(Excerpts from an object-pointing dataset)

<<<<

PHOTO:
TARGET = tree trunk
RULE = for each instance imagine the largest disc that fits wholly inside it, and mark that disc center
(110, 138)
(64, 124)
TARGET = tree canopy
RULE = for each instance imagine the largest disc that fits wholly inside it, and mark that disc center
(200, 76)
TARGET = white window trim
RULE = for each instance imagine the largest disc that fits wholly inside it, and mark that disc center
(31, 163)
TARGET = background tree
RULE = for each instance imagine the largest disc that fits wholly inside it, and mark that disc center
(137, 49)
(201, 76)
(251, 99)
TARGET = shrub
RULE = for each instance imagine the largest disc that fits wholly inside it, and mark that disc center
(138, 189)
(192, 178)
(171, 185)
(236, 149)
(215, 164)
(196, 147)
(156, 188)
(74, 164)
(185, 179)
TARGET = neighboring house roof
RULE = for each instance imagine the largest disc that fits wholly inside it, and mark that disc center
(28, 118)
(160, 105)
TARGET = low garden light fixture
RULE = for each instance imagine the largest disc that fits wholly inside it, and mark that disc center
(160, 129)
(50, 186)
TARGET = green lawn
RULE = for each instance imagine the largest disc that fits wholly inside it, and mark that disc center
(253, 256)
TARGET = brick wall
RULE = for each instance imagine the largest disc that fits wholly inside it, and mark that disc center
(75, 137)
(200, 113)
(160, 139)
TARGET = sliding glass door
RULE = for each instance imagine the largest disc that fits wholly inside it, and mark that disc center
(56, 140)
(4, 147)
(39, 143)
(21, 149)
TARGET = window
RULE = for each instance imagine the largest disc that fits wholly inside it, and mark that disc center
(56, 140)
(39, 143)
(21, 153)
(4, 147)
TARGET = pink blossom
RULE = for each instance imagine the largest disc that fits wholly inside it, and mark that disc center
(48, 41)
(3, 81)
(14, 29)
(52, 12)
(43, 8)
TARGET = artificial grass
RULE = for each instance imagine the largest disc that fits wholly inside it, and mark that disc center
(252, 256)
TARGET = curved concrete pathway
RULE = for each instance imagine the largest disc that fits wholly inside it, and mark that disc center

>>>>

Could you format the lines above as a numbered list and leave out any blank lines?

1. PHOTO:
2. TARGET = tree trunk
3. RULE = for each instance imagine the largest disc that fits wholly inside it, and mark that disc center
4. (110, 138)
5. (64, 124)
6. TARGET = tree canopy
7. RULE = for each instance imagine the largest disc that fits wholly inside it, and mark that disc center
8. (200, 76)
9. TARGET = white window trim
10. RULE = for each instance imagine the largest disc that fits wholly inside it, and mark that disc center
11. (31, 163)
12. TARGET = background tree
13. RULE = for each instance imagine the largest disc that fits wholly inside it, and mark that disc center
14. (137, 49)
15. (201, 76)
16. (251, 99)
17. TARGET = shrub
18. RULE = for each instance imagine the largest disc that fits wholly inside it, and mark that disc center
19. (138, 189)
20. (192, 178)
21. (171, 185)
22. (236, 149)
23. (215, 164)
24. (196, 147)
25. (156, 188)
26. (74, 164)
27. (185, 179)
28. TARGET = neighboring house roof
29. RULE = for each instance imagine the largest disc that fits wholly inside it, and mark that disc center
30. (28, 118)
31. (160, 105)
32. TARGET = low garden light fixture
33. RULE = for each instance imagine the largest disc that fits wholly inside it, and mark that disc center
34. (160, 129)
35. (50, 186)
36. TARGET = green lawn
37. RULE = for each instance imagine the largest disc that fits wholly inside it, and mark that disc center
38. (253, 256)
39. TARGET = brick wall
40. RULE = for each instance imagine the largest disc that fits wholly inside it, and mark that disc center
41. (75, 137)
42. (200, 113)
43. (160, 139)
44. TARGET = sliding glass door
45. RULE = for each instance imagine the largest disc that fits wholly inside it, and mark that disc center
46. (56, 140)
47. (4, 147)
48. (39, 143)
49. (21, 149)
50. TARGET = window
51. RULE = for each instance imagine the largest disc that fits wholly inside it, and mark that disc center
52. (56, 140)
53. (39, 143)
54. (21, 153)
55. (4, 147)
56. TARGET = pink blossom
57. RULE = for each instance imagine the largest disc that fits wholly inside it, and mark that disc center
58. (48, 41)
59. (3, 81)
60. (14, 29)
61. (52, 12)
62. (43, 8)
63. TARGET = artificial grass
64. RULE = for each instance imagine the largest disc that fits wholly inside it, and mark that disc center
65. (252, 256)
66. TARGET = curved concrete pathway
67. RULE = for each instance imagine the largest disc that fits wholly inside it, and mark that disc center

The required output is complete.